# Direction 1
In the river account, how long had the group been marooned when they noticed two kayakers floating downstream?
# Direction 2
Rewrite the paragraph of the river account that begins "Two of us were on the smaller" as one shorter sentence that keeps its main facts.
# Direction 3
According to the river account, what matters did the narrator and Ryan note or wonder about while they were absorbed in the peril? List every one.

# Text
Our instructor was at the island when I collided. He assisted the swimmers up out of the water and verified that each of us was okay for the time being. Then he continued downstream to chase our boats.

Two of us were on the smaller of the two islands. Two others were on the other island. Each pair of castaways could clearly see the other pair but were too far part to communicate verbally. 

The situation felt precarious. I stood on the raft of logs grasping a skinny tree that was bending under the strain. Waves made the pile rise and fall like it was inhaling and exhaling. Each time another tree or log came downstream and rammed into the pile, the concussion went through the pile and shook the tree.   held onto the tree ready for the pile to break apart any moment and chew me up. I was a wet rag standing on the rollers of a laundry wringer.

Ryan and I spoke to each other periodically but spent most of the time quietly absorbed in the peril.  We noted how much time had elapsed. How soon it would be dark. How might any potential rescuers find out that we're here.  How could a rescue raft possibly land here given the force of the current?  Should we swim for it before this little tree snaps and releases the log jumble?  periodically caught the attention of our friends on the other island and traded pats on the head gestures to indicate we were okay for the moment. 

After being marooned for 45 to 60 minutes, we noticed two kayakers floating downstream. They were laterally at about the same point on the river as us yet very far away, way over near the river right bank.  I could make out from the way they gestured to each other that they noticed us. They seemed alarmed and confused by what they were seeing. Moments later they were downstream and out of sight.  A short while later, we saw them walking upstream on the river right train tracks carrying their kayaks.  Another short while after that, they paddled to us and landed at the downstream end of the nearer island. Thet advised the kayakers, to fetch us first, judging us to be in more danger than they were.

# Dataset section
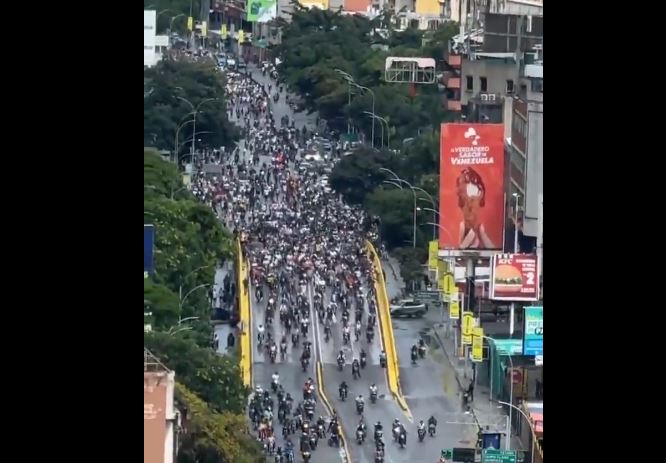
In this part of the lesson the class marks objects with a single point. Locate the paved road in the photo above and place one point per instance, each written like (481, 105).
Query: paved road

# Problem solution 1
45 to 60 minutes.

# Problem solution 2
Two of the group were on the smaller island and two on the other, and each pair could see the other but was too far away to talk.

# Problem solution 3
- How much time had elapsed
- How soon it would be dark
- How potential rescuers might find out they were there
- How a rescue raft could possibly land there given the force of the current
- Whether they should swim for it before the little tree snapped and released the log jumble